**Objectif visé:** Recopiez mot pour mot l'ensemble des lignes ci-dessous, en omettant les images.

**Données extraites:**

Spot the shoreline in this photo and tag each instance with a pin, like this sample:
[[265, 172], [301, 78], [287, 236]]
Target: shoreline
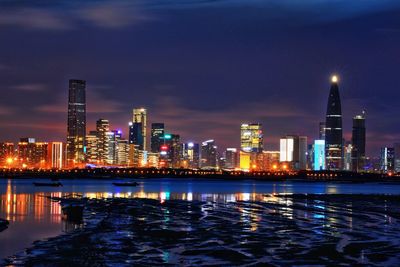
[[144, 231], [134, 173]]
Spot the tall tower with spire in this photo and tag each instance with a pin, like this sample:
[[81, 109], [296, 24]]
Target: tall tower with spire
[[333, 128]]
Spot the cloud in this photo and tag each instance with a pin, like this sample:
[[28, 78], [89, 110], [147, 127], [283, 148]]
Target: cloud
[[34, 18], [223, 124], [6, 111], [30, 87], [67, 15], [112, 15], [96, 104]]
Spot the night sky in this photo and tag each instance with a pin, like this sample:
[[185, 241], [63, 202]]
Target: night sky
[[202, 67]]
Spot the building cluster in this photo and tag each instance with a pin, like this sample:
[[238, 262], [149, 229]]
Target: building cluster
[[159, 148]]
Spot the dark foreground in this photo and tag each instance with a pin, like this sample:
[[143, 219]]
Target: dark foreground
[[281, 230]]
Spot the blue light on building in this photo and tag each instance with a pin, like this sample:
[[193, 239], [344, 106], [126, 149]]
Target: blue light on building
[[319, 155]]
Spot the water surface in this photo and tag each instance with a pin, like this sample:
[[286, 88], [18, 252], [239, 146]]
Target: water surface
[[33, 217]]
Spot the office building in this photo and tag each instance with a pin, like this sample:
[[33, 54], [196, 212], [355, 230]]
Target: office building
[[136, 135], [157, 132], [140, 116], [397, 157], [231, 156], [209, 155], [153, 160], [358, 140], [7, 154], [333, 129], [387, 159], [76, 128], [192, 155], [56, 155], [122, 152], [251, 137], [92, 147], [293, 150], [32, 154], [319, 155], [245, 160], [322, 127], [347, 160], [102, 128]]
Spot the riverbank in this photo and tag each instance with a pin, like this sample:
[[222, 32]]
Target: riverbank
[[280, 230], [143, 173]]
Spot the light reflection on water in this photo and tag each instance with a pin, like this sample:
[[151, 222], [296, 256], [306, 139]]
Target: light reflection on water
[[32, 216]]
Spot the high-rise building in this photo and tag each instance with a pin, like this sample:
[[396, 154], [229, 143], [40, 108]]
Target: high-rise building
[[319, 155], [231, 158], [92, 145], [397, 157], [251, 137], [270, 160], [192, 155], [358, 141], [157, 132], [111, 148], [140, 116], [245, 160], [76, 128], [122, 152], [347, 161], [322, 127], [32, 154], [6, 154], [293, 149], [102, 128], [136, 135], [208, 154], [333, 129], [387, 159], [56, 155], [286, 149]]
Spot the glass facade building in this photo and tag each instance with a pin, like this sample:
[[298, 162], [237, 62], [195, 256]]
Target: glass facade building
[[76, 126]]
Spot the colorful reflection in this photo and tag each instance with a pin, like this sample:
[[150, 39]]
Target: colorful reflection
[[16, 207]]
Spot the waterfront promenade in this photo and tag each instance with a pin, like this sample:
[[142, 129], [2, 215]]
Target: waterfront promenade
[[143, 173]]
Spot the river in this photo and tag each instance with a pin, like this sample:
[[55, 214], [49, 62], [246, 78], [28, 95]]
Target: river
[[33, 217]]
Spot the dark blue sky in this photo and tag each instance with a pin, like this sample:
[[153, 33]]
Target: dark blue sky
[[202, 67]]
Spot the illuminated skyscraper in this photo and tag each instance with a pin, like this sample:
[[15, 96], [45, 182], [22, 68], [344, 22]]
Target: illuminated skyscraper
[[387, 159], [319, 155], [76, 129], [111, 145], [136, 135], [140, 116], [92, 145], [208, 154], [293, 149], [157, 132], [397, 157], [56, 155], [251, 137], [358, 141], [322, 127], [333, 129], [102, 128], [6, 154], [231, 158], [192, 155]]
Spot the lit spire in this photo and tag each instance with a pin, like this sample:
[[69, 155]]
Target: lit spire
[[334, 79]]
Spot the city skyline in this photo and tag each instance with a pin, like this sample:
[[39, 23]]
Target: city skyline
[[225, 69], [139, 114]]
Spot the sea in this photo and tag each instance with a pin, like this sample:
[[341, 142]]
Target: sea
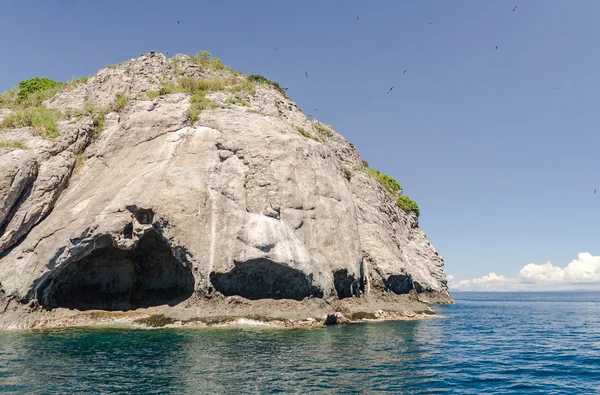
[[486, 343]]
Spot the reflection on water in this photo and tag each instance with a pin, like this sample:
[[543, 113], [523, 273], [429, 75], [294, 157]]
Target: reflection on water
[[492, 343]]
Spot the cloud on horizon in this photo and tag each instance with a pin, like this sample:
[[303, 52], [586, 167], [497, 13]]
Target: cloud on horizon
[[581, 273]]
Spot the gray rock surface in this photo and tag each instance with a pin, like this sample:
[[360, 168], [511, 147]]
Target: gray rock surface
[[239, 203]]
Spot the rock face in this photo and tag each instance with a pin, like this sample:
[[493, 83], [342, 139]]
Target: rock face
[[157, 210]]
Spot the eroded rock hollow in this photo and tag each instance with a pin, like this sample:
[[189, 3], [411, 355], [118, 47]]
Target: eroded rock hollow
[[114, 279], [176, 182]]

**Réponse attendue:**
Spot the shoreline in this photo and tag each instance with a pin, like this sample:
[[265, 172], [301, 78], [287, 236]]
Target: shoreline
[[144, 231], [134, 173]]
Spot the tall tower with spire in this photo and tag each instance with a pin, like this sample:
[[81, 109], [296, 24]]
Target: tall tower with spire
[[333, 128]]
Spot the cloud in this photo and tag each instance with a pin, like this sample:
[[28, 78], [89, 110], [147, 127], [283, 148]]
Target: cloud
[[34, 18], [223, 124], [6, 111], [30, 87], [67, 15], [112, 15], [96, 104]]
Spot the night sky in this photo and tag each instance with a pin, like this sample:
[[185, 241], [63, 202]]
Target: night sky
[[202, 67]]
Spot the building cluster in this photo and tag each instance with a pin, like this sample:
[[238, 262], [149, 229]]
Target: building cluster
[[159, 148]]
Spot the dark foreground in this photo and tag each instance with a pin, like this sample:
[[143, 219]]
Target: dark foreground
[[281, 230]]
Spot the blue light on building in this photo and tag each instance with a pin, like this sample:
[[193, 239], [344, 106], [126, 149]]
Target: blue light on building
[[319, 155]]
Spot the water surface in this photo and tag each instance with a pin, like this sample:
[[286, 88], [18, 252], [239, 146]]
Target: water surface
[[33, 217]]
Spot the office building in this photo and tag each instance with a pin, like this sample:
[[33, 54], [196, 212], [355, 230]]
Target: office building
[[136, 135], [157, 132], [140, 116], [397, 157], [231, 156], [209, 155], [153, 160], [358, 140], [7, 154], [333, 129], [387, 159], [76, 128], [192, 155], [56, 155], [122, 152], [251, 137], [92, 147], [293, 150], [32, 154], [319, 155], [245, 160], [322, 127], [347, 160], [102, 128]]
Spot the riverbank in this photo and tag each instance with a pin, like this sample:
[[222, 32]]
Target: riverbank
[[280, 230], [143, 173]]
Spot the light reflection on water in this photo and tag each instance with a pin, like this sample:
[[151, 222], [296, 256], [306, 139]]
Target: light reflection on water
[[32, 216]]
Spot the high-rise building in this photo and tag each instance with a pin, like this sample:
[[396, 154], [229, 143], [40, 108]]
Target: high-rise building
[[319, 155], [231, 158], [92, 145], [397, 157], [251, 137], [270, 160], [192, 155], [358, 141], [157, 132], [111, 148], [140, 116], [245, 160], [76, 128], [122, 152], [347, 161], [322, 127], [32, 154], [6, 154], [293, 149], [102, 128], [136, 135], [208, 154], [333, 129], [387, 159], [56, 155], [286, 149]]
Spot the glass facade building in this photo and tag each instance with a pin, like this sample:
[[298, 162], [237, 62], [195, 256]]
Target: glass facade building
[[76, 126]]
Spot the colorful reflection in this photo and tag each instance with a pin, like this sample:
[[150, 39]]
Target: colorful reflection
[[16, 207]]
Spot the waterfront promenade in this photo and tag each instance with a pin, like this sample:
[[142, 129], [2, 215]]
Target: waterfront promenade
[[143, 173]]
Spot the river in this photo and tag each instance with a pin, like this sample:
[[55, 214], [49, 62], [246, 78], [28, 95]]
Target: river
[[33, 217]]
Spot the dark blue sky in this photo and tag each instance with a pin, like this sample:
[[153, 33]]
Target: dark blue sky
[[202, 67]]
Spot the illuminated skyscraper in this photo and tag each instance with a pin, like this sample:
[[15, 96], [45, 182], [22, 68], [344, 22]]
Target: illuminated skyscraper
[[387, 159], [319, 155], [76, 129], [111, 145], [136, 135], [140, 116], [92, 145], [208, 154], [293, 149], [157, 132], [397, 157], [56, 155], [251, 137], [358, 141], [322, 127], [333, 129], [102, 128], [6, 154], [231, 158], [192, 155]]
Spot the lit spire in this photo and tag each instance with a pin, like this sample:
[[69, 155]]
Target: lit spire
[[334, 79]]
Spot the city skyline in this photo and tag each instance with a pin, like this sample:
[[39, 23]]
Target: city skyline
[[225, 69], [139, 114]]
Spot the sea in this photo and tag each instance with a pin, like this sample:
[[341, 142]]
Target: sea
[[486, 343]]
Spot the reflection on water in this photo and tag each instance with a pin, like this sample:
[[543, 113], [523, 273], [429, 75], [294, 157]]
Target: reflection on water
[[492, 343]]
Spot the cloud on horizon in this photo and tag each instance with a pin, like this sample:
[[303, 52], [586, 167], [497, 13]]
Target: cloud on horizon
[[581, 273]]
Spot the gray rock surface in this photo and tag each instance with a pin, like this sample:
[[360, 168], [511, 147]]
Target: gray rock surface
[[239, 203]]
Spot the rock face in this photo and tag each instance with a pin, like this sample:
[[493, 83], [342, 139]]
Target: rock face
[[157, 210]]
Spot the eroded rock hollow in this photo and tag each instance with a pin, like this sample:
[[189, 3], [411, 355], [118, 47]]
Target: eroded rock hollow
[[114, 279], [176, 182]]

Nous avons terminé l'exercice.